▶ About this exercise: Whatever runs from the line with "Phrase: green shrub" to the end of the records below must be copied exactly, with nothing else included.

--

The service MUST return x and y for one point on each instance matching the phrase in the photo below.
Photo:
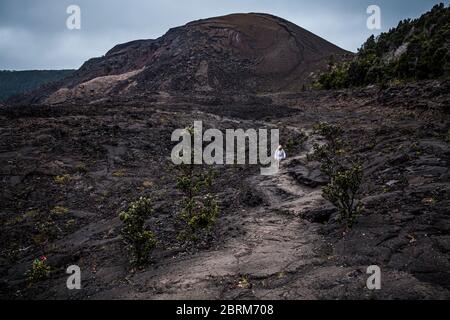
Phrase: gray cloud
(33, 34)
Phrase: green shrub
(199, 208)
(425, 54)
(343, 189)
(139, 241)
(342, 192)
(39, 271)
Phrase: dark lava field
(66, 171)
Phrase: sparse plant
(81, 168)
(62, 179)
(139, 241)
(345, 180)
(342, 192)
(199, 207)
(119, 173)
(59, 211)
(39, 271)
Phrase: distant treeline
(14, 82)
(416, 49)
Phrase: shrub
(199, 207)
(59, 211)
(39, 271)
(343, 189)
(139, 241)
(342, 192)
(62, 179)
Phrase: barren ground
(276, 237)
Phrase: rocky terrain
(276, 236)
(74, 158)
(246, 52)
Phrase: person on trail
(280, 155)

--

▶ Result of this exercise:
Phrase: green shrub
(199, 208)
(425, 54)
(343, 189)
(139, 241)
(342, 192)
(39, 271)
Phrase: dark lava field
(66, 171)
Phrase: sparse plant
(81, 168)
(62, 179)
(139, 241)
(345, 180)
(342, 192)
(199, 207)
(119, 173)
(59, 211)
(39, 271)
Phrase: distant treeline
(14, 82)
(416, 49)
Phrase: shrub
(199, 207)
(59, 211)
(39, 271)
(343, 189)
(139, 241)
(342, 192)
(62, 179)
Phrase: barren ground
(276, 237)
Phrase: rocky terrain
(276, 236)
(74, 158)
(246, 52)
Phrase: person on trail
(280, 155)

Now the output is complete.